Depuis quelques temps, sur le blog Ville sauvage, nous essayons de présenter Marseille comme la capitale d’une autre écologie. Après une quinzaine de posts, le moment semble venu de donner des visages aux idées que nous essayons d’agiter.

Savants, hommes de foi ou artistes : un certain nombre de grands Marseillais ont porté à l’universel l’esprit de cette ville sauvage, par leur découvertes, par leur intérêt pour le monde naturel, par leur tempérament enragé pour la justice.

En inaugurant cette semaine la série PANTHEON SAUVAGE, le blog Ville sauvage veut continuer de construire un autre regard sur la nature. Chacune des personnalités de ce Panthéon a enrichi ou peut enrichir notre vision de la nature.

Et pour que les guides touristiques arrêtent de répéter que Marseille n’a pas de monuments, ce Panthéon sauvage s’inscrira avec audace sur le territoire de la ville à travers des visuels utopiques et délirants.

★ ★ ★ ★ ★

> **CONSIGNE A**: Combien de lignes de la liste contiennent le mot "white" ? Réponds uniquement par ce nombre.

> **LISTE FOURNIE**:

★ ★ ★ ★ ★

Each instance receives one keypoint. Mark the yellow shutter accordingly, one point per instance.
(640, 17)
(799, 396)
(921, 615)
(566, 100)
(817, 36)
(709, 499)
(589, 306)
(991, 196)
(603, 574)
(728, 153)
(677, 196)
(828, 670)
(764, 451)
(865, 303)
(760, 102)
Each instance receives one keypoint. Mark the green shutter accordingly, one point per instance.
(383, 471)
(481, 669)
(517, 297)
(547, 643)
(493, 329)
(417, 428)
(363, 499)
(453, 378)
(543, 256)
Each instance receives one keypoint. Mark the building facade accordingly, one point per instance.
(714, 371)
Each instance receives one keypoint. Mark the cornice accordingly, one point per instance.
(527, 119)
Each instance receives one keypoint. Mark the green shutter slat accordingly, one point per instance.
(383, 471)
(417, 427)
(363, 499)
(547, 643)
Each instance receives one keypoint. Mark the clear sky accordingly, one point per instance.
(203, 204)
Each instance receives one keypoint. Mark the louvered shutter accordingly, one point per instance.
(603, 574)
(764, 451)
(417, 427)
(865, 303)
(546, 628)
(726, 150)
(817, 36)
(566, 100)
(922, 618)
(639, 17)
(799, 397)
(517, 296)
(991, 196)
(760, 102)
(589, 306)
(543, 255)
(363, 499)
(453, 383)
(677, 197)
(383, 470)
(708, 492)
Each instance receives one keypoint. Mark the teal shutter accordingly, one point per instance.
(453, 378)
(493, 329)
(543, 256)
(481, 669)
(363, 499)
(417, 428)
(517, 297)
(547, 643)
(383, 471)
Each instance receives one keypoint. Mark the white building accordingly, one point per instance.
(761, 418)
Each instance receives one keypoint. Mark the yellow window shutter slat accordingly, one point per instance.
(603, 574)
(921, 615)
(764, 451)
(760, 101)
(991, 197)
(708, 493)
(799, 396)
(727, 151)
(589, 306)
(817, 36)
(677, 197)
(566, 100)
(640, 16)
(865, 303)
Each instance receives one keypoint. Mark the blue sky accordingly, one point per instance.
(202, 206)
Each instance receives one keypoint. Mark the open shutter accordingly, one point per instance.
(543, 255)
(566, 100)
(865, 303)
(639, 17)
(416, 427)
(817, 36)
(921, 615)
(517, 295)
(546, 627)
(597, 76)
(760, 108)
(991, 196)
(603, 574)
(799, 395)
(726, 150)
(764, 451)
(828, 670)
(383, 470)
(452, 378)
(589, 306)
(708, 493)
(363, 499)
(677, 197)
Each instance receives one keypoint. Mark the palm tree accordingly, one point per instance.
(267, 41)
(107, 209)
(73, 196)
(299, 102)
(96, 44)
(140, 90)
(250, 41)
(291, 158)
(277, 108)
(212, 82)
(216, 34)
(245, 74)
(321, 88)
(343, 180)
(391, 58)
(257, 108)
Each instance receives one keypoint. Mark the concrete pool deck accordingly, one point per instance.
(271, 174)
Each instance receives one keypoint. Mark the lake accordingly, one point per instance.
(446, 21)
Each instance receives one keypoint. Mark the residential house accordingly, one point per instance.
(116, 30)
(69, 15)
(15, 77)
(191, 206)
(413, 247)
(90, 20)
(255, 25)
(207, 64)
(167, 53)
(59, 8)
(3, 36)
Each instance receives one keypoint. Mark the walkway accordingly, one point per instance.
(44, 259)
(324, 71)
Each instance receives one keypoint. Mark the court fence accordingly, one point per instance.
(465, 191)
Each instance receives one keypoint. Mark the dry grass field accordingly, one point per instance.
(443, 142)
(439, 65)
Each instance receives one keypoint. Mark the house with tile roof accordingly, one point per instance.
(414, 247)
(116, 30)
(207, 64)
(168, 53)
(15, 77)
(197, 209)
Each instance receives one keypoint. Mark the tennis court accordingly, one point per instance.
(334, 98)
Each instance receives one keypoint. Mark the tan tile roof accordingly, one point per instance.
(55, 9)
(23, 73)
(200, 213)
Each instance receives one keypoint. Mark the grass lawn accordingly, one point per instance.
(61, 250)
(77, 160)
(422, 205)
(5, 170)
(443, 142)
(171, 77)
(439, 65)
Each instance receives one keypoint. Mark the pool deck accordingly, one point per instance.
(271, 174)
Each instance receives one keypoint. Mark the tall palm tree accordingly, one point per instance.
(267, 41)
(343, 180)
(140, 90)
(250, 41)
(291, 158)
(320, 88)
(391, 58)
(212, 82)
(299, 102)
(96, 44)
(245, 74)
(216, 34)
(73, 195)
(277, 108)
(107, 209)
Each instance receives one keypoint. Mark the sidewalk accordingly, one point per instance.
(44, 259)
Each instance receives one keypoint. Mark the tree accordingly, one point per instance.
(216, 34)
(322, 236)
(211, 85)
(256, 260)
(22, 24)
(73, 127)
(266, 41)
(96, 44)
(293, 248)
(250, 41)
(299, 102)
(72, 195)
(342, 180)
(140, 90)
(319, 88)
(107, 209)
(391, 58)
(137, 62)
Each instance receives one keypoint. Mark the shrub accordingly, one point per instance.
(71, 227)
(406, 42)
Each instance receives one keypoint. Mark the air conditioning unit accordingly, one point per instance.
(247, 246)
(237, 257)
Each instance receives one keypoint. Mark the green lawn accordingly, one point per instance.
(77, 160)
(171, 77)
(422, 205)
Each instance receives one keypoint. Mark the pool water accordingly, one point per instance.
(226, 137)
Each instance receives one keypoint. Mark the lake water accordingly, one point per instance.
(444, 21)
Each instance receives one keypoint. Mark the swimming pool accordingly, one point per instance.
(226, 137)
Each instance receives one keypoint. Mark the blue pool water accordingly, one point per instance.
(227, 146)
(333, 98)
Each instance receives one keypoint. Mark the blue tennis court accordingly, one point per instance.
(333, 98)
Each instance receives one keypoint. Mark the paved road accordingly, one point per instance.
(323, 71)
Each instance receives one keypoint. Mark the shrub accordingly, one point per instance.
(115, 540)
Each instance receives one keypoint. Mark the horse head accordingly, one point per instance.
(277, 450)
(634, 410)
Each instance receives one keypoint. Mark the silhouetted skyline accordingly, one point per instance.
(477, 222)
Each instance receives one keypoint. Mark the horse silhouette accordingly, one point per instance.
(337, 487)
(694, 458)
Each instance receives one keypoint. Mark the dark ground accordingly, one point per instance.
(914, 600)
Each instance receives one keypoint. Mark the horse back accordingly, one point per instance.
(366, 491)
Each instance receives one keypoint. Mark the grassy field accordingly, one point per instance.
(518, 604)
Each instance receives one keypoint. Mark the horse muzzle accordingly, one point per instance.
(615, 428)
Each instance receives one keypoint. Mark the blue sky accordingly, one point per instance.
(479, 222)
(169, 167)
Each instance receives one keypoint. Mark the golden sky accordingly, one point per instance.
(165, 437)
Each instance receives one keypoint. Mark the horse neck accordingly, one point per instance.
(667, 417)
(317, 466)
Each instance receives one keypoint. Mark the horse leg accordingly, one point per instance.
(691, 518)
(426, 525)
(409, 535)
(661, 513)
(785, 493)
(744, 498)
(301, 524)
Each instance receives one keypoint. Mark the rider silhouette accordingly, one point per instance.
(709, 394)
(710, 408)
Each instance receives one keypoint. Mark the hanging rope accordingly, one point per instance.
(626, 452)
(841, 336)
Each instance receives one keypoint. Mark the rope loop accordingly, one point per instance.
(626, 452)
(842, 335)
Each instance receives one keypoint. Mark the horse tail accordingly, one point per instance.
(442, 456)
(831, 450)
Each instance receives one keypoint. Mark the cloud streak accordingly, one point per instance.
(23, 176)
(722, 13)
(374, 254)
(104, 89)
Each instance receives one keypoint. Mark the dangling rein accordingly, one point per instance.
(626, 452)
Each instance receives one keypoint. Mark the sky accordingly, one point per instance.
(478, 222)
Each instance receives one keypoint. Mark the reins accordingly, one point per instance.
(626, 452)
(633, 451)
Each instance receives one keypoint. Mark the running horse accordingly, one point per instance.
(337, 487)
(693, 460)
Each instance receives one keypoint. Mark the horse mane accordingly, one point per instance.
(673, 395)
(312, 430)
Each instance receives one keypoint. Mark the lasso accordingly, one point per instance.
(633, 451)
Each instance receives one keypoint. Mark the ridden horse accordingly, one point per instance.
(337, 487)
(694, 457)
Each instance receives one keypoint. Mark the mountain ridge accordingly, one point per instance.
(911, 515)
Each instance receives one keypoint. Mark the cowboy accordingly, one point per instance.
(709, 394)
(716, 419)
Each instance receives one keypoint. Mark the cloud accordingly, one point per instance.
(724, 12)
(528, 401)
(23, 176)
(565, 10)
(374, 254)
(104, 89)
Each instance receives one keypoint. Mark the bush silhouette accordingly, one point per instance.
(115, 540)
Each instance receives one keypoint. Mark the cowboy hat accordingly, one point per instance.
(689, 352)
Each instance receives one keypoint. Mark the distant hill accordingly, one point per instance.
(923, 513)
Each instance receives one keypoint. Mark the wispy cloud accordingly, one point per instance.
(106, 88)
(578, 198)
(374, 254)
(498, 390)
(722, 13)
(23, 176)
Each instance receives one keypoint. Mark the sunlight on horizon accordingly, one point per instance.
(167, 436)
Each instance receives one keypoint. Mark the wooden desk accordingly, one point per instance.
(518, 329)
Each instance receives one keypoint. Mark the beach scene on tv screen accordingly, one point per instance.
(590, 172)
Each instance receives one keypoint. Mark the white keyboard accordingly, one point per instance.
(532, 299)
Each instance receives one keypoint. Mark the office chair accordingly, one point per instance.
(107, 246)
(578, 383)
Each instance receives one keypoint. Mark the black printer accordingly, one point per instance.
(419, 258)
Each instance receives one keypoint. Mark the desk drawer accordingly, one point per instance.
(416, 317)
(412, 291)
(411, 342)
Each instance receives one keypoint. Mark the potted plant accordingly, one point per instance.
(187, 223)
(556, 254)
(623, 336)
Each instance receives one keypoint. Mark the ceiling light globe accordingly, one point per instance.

★ ★ ★ ★ ★

> **CONSIGNE B**: Reproduis à l'identique un passage du texte fourni ci-dessus. Commence aux mots "Depuis quelques temps, sur" et arrête-toi après "nous essayons d’agiter.".

> **RÉPONSE RÉDIGÉE A**: 2

> **RÉPONSE RÉDIGÉE B**:
Depuis quelques temps, sur le blog Ville sauvage, nous essayons de présenter Marseille comme la capitale d’une autre écologie. Après une quinzaine de posts, le moment semble venu de donner des visages aux idées que nous essayons d’agiter.